#### BRIEF A:
In the memorial passage about Bud Gillette below, at what age did Bud's father die?
#### BRIEF B:
Translate this sentence from the memorial passage about Bud Gillette below into Spanish: "Bud had been legally blind for years from macular degeneration, but his eyes brightened at the end."
#### BRIEF C:
Carry on the memorial passage about Bud Gillette below, starting after its final sentence.

My father-in-law, Bud Gillette (born Edgar Graham Gillette, but called Buddy or Bud by family, including his children) had to interrupt his radiation treatments due to shingles, and never really snapped back. At 88 (or 89, depending on who you ask) he'd have good days and bad days, prior to this, but the pain of the shingles seemed to grease the slope down which his health slipped, fairly rapidly. One day he was confused and uncomfortable, but talking. The next he was at the ER, and the next in hospice. Almost two weeks in hospice, kept pain-free by the wonderful workers there, he drifted into eternity with a smile on his face. What a gift for those who were there! Many of the family were able to visit many of those days but Bud was largely non-responsive. Mom and my sister-in-law Donna were there for his final breath, during another long night, and it was an awesome experience for them.
Bud had been legally blind for years from macular degeneration, but his eyes brightened at the end. His countenance was transformed. My mother-in-law, for 68 years Bud's wife Joyce, said his mouth moved as if saying "Dad. Dad." Bud idolized his father, who died at the ripe old age of 93 (with the heart of a 40 year old, said his doctor). Others think he might have been saying "Adam," our son who went before. Whoever he saw, it was obviously a blessing to him, because he smiled. Peace and joy at the end...what better way to see a loved one pass away? As Christians, we believe that we will be reunited with him in Glory -- not the bent, blind, man we loved who had the remnants of an electrical accident, but Bud reborn, healthy, tanned as if just stepping off his handcrafted sailboat. He raised five children who gave him 12 grandchildren, who in turn, gave him 23 great-grandchildren. That's quite a legacy from the island boy who shot game for his family and joined the Navy as a teenager.

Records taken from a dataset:

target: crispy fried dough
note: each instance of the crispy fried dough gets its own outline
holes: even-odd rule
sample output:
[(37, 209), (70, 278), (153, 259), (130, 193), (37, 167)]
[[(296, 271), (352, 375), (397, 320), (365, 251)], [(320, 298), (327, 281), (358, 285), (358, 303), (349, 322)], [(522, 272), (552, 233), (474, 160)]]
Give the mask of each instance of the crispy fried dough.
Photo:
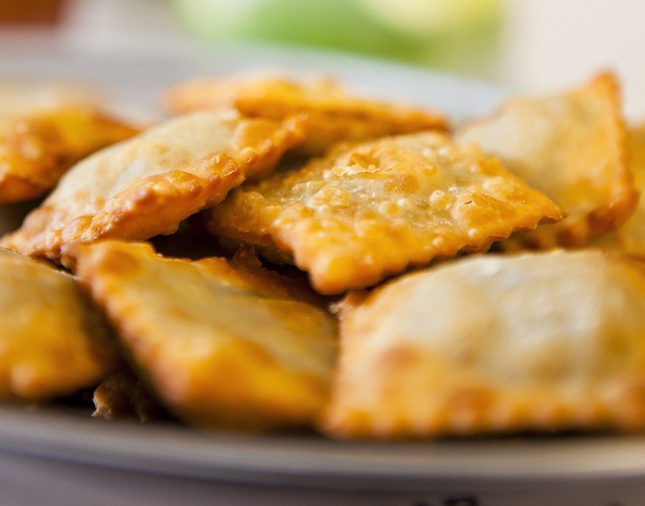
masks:
[(618, 84), (610, 74), (568, 94), (510, 100), (455, 138), (499, 156), (567, 215), (555, 225), (514, 236), (511, 242), (522, 246), (582, 246), (618, 227), (636, 205)]
[(625, 258), (484, 255), (340, 309), (333, 435), (645, 429), (645, 271)]
[(251, 268), (164, 258), (116, 241), (71, 248), (80, 282), (173, 414), (201, 427), (311, 423), (326, 401), (336, 322)]
[(632, 217), (613, 232), (598, 237), (594, 245), (645, 258), (645, 124), (629, 129), (627, 138), (629, 169), (641, 198)]
[(211, 212), (211, 231), (292, 253), (326, 294), (560, 218), (496, 159), (434, 133), (338, 149), (239, 188)]
[(0, 248), (0, 399), (61, 397), (113, 362), (107, 330), (76, 282)]
[(0, 117), (0, 203), (43, 195), (81, 158), (137, 133), (94, 108)]
[(234, 107), (253, 117), (282, 119), (307, 113), (309, 135), (300, 152), (319, 155), (339, 140), (364, 140), (421, 130), (445, 129), (436, 113), (352, 96), (331, 80), (298, 83), (275, 76), (188, 81), (171, 88), (168, 108), (182, 113)]
[(92, 416), (105, 420), (135, 418), (149, 422), (167, 416), (143, 382), (129, 368), (106, 376), (94, 391)]
[(222, 200), (275, 167), (302, 139), (302, 118), (246, 119), (199, 112), (153, 127), (75, 166), (2, 245), (56, 258), (66, 244), (146, 239)]

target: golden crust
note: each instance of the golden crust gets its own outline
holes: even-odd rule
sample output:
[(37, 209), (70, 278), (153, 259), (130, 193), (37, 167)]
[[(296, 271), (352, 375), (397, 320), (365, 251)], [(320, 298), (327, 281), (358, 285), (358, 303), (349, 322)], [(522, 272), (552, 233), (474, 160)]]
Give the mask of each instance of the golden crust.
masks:
[(92, 386), (114, 362), (107, 330), (71, 277), (0, 248), (0, 399)]
[(306, 113), (309, 135), (298, 150), (324, 152), (339, 140), (446, 128), (436, 113), (353, 97), (330, 80), (297, 83), (280, 77), (204, 79), (177, 85), (166, 102), (176, 113), (234, 107), (253, 117), (282, 119)]
[[(629, 169), (634, 174), (637, 190), (645, 193), (645, 124), (630, 128), (629, 139)], [(645, 198), (639, 199), (632, 217), (613, 232), (598, 238), (594, 246), (622, 251), (645, 258)]]
[(645, 270), (625, 258), (484, 255), (340, 306), (331, 435), (645, 429)]
[(171, 233), (247, 177), (272, 170), (302, 126), (302, 118), (277, 123), (228, 111), (157, 126), (78, 164), (1, 243), (56, 258), (64, 245)]
[(176, 416), (201, 427), (259, 428), (307, 425), (319, 413), (335, 354), (328, 313), (221, 258), (163, 258), (148, 245), (115, 241), (70, 254)]
[(211, 212), (211, 231), (292, 254), (326, 294), (561, 217), (496, 159), (433, 133), (338, 148), (240, 188)]
[(580, 246), (632, 214), (638, 193), (627, 167), (619, 86), (602, 74), (568, 94), (509, 101), (457, 132), (499, 156), (507, 168), (560, 206), (560, 223), (515, 234), (509, 245)]
[(0, 203), (45, 193), (75, 162), (137, 133), (92, 108), (59, 107), (0, 120)]

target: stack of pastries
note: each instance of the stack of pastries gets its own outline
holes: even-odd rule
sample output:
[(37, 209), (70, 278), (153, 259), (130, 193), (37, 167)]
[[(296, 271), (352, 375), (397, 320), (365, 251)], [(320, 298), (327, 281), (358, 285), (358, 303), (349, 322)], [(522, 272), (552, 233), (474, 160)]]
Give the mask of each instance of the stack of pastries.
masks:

#### WRITTEN REPLY A:
93

#### WRITTEN REPLY B:
Bud había sido legalmente ciego durante años a causa de la degeneración macular, pero sus ojos se iluminaron al final.

#### WRITTEN REPLY C:
Even with the joy and relief that his sufferings are over, of course there is sadness. Bud was a great storyteller, and those stories are gone forever. He saw so much, from the Great Depression, to World War II, the building boom in Florida. Born in Sarasota, he married into one of the few native St. Lucie County families still around. My husband's family has been in Florida practically since Jesus was a boy, as Clairee said in "Steel Magnolias."
Now, family from all around the state and down from North Carolina are gathering together to honor Bud at a service tomorrow, and some of them will help us move this week, and I have a day off coming (it's been a month since I visited the Parallel Universe in which there is no drama, no phone-unless-there's-blood-involved, no responsibilities for a few hours, only relaxation and doing-whatever-I-want). I also have my sister arriving from a trip overseas and the promise of a good visit and lots of stories brings happiness in the midst of the stress.
In months to come perhaps I'll share some of Bud's stories with you. Years ago I bought him a little recorder and asked him to use it so I could transcribe them, especially for the little ones coming up who haven't heard them. I encourage you to do something like that with your elderly loved ones. Sad to think, but they will not always be here. There is a treasure trove of stories about the early years of their lives, the WWII generation, that will be lost soon, if someone doesn't make sure they don't. Perhaps in your family, that someone is you.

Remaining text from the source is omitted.